- Exercise directions
Reproduce word for word the part of the passage on slavery in early Hong Kong starting with "Following the custom" and going on through "boon to slave-holders.".

- Text to read
-------
Sir Charles Elliott, Governor of Hong Kong, wishing to attract Chinese immigration to the island, issued, on
February 1st and 2nd, 1841, two proclamations in the name of the Queen, to the effect that there would be no
interference with the free exercise on the part of the Chinese of their religious rites, ceremonies and social
customs, "pending Her Majesty's pleasure."
Following the custom of all Oriental people, to whom marriage is a trade in the persons of women, when the
Tankas saw that the foreigners had come to that distant part almost universally without wife or family, they
offered to sell them women and girls, and the British seem to have purchased them at first, but afterwards they
modified the practice to merely paying a monthly stipend. All slavery throughout British possessions had been
CHAPTER 1. 6
prohibited only a few years before the settlement of Hong Kong, in 1833, when 20,000,000 pounds had been
distributed by England as a boon to slave-holders.
Hong Kong's first Legislative Council was held in 1844, and its first ordinance was an anti-slavery measure in
the form of an attempt to define the law relating to slavery. It was a long process in those days for the Colony
to get the Queen's approval of its legislative measures, so that a year had elapsed before a dispatch was
returned from the Home Government disallowing the Ordinance as superfluous, slavery being already
forbidden, and slave-dealing indictable by law. On the same day, January 24th, 1845, the following
proclamation was made: "Whereas, the Acts of the British Parliament for the abolition of the slave trade, and
for the abolition of slavery, extend by their own proper force and authority to Hong Kong: This is to apprise
all persons of the same, and to give notice that these Acts will be enforced by all Her Majesty's officers, civil
and military, within this Colony."
-------
- Entries
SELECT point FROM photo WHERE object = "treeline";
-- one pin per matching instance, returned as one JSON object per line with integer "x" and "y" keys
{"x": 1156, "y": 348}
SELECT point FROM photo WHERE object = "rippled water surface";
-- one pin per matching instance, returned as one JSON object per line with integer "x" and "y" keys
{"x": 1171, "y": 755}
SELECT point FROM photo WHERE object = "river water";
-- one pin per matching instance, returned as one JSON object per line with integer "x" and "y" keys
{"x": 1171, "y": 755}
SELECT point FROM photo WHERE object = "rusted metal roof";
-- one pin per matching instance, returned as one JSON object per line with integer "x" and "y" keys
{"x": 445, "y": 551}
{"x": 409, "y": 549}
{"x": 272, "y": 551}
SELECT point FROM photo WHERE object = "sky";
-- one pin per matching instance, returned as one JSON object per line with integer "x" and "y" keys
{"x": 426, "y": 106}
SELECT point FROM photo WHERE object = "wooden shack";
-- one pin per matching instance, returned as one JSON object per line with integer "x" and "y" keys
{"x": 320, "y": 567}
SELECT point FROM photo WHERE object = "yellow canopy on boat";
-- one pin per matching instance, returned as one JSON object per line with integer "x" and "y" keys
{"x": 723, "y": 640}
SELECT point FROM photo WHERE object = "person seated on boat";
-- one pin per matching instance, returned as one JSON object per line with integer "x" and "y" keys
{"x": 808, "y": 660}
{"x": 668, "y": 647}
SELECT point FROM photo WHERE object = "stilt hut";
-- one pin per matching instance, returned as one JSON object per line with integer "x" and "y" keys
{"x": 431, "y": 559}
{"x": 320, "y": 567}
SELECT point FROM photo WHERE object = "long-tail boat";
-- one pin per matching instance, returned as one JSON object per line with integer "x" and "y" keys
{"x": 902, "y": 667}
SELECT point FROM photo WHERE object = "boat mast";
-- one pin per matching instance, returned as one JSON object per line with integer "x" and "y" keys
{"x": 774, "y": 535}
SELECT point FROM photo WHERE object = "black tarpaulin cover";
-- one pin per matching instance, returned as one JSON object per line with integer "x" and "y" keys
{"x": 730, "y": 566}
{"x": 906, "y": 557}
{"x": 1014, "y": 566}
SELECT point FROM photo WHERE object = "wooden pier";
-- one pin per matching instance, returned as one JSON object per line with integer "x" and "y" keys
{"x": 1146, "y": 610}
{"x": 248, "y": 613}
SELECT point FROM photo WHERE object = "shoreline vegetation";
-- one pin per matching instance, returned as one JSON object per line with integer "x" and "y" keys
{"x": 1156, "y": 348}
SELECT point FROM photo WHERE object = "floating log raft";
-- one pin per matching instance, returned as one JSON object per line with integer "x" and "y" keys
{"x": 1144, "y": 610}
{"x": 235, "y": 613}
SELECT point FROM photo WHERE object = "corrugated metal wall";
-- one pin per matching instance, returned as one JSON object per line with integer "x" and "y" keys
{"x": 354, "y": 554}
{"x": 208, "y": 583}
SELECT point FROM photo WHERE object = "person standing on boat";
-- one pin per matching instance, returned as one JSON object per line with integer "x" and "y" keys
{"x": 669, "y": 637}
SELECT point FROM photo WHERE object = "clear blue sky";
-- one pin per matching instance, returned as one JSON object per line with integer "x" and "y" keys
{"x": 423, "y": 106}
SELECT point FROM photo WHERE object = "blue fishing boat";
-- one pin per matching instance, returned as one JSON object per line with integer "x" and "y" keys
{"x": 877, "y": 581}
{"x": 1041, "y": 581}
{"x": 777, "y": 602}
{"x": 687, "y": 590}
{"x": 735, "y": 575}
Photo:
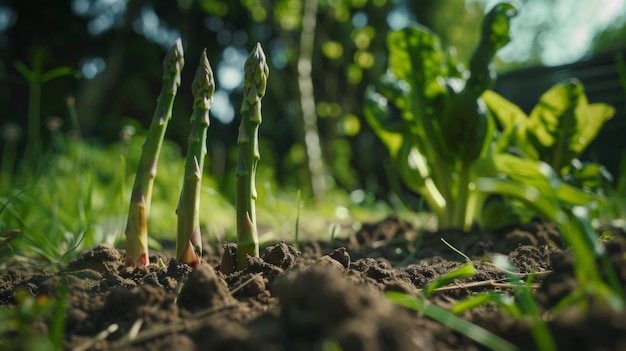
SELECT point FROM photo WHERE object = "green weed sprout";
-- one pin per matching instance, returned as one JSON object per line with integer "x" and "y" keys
{"x": 255, "y": 81}
{"x": 139, "y": 209}
{"x": 189, "y": 241}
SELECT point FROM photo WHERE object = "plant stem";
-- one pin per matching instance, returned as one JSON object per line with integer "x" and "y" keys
{"x": 256, "y": 72}
{"x": 139, "y": 209}
{"x": 188, "y": 240}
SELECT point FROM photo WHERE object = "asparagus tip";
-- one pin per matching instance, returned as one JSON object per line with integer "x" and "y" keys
{"x": 256, "y": 70}
{"x": 203, "y": 85}
{"x": 174, "y": 59}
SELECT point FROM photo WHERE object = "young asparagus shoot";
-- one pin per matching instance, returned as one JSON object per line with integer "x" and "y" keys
{"x": 141, "y": 195}
{"x": 256, "y": 72}
{"x": 188, "y": 241}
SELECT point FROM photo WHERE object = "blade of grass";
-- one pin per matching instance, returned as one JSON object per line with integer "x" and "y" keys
{"x": 472, "y": 331}
{"x": 466, "y": 270}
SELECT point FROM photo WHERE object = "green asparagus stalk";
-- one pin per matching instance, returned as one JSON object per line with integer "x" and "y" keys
{"x": 255, "y": 81}
{"x": 189, "y": 241}
{"x": 137, "y": 225}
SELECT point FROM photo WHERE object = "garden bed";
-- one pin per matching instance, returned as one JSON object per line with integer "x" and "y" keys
{"x": 326, "y": 296}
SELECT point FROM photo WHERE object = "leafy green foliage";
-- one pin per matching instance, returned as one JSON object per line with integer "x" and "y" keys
{"x": 443, "y": 127}
{"x": 559, "y": 128}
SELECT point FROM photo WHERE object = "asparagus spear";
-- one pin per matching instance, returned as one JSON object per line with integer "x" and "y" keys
{"x": 255, "y": 80}
{"x": 189, "y": 242}
{"x": 139, "y": 209}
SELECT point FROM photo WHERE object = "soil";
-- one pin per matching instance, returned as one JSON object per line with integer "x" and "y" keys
{"x": 321, "y": 296}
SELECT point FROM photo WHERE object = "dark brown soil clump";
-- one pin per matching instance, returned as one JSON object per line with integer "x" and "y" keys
{"x": 320, "y": 297}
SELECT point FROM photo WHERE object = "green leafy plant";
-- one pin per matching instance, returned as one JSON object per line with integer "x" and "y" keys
{"x": 189, "y": 240}
{"x": 443, "y": 126}
{"x": 141, "y": 196}
{"x": 559, "y": 128}
{"x": 255, "y": 82}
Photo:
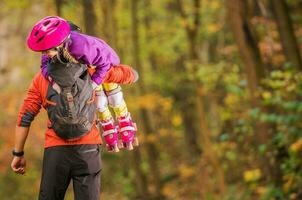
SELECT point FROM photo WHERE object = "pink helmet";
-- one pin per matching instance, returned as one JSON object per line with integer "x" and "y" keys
{"x": 48, "y": 33}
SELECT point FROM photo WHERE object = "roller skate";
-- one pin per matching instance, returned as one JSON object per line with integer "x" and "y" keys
{"x": 127, "y": 130}
{"x": 110, "y": 135}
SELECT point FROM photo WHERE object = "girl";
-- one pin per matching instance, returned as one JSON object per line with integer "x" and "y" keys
{"x": 53, "y": 37}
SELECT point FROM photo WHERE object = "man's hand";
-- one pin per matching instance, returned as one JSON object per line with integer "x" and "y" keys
{"x": 18, "y": 165}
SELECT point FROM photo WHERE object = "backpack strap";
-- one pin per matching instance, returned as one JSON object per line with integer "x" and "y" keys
{"x": 71, "y": 106}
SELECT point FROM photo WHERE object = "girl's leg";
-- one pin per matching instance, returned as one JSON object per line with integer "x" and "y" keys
{"x": 127, "y": 127}
{"x": 110, "y": 132}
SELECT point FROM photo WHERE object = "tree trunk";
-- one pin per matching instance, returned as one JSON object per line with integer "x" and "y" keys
{"x": 246, "y": 43}
{"x": 286, "y": 31}
{"x": 145, "y": 114}
{"x": 186, "y": 93}
{"x": 253, "y": 66}
{"x": 89, "y": 17}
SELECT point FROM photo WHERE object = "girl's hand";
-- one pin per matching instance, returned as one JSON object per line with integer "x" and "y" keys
{"x": 18, "y": 165}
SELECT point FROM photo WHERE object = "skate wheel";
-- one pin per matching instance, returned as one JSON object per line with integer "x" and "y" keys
{"x": 115, "y": 148}
{"x": 129, "y": 146}
{"x": 135, "y": 142}
{"x": 120, "y": 144}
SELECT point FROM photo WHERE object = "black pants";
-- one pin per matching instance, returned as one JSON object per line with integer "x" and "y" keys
{"x": 81, "y": 163}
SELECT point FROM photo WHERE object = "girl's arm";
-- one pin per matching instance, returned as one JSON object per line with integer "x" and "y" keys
{"x": 44, "y": 60}
{"x": 93, "y": 51}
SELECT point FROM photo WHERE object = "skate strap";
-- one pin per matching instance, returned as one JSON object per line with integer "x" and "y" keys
{"x": 127, "y": 128}
{"x": 108, "y": 132}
-------
- Answer for this exercise
Following the custom of all Oriental people, to whom marriage is a trade in the persons of women, when the
Tankas saw that the foreigners had come to that distant part almost universally without wife or family, they
offered to sell them women and girls, and the British seem to have purchased them at first, but afterwards they
modified the practice to merely paying a monthly stipend. All slavery throughout British possessions had been
CHAPTER 1. 6
prohibited only a few years before the settlement of Hong Kong, in 1833, when 20,000,000 pounds had been
distributed by England as a boon to slave-holders.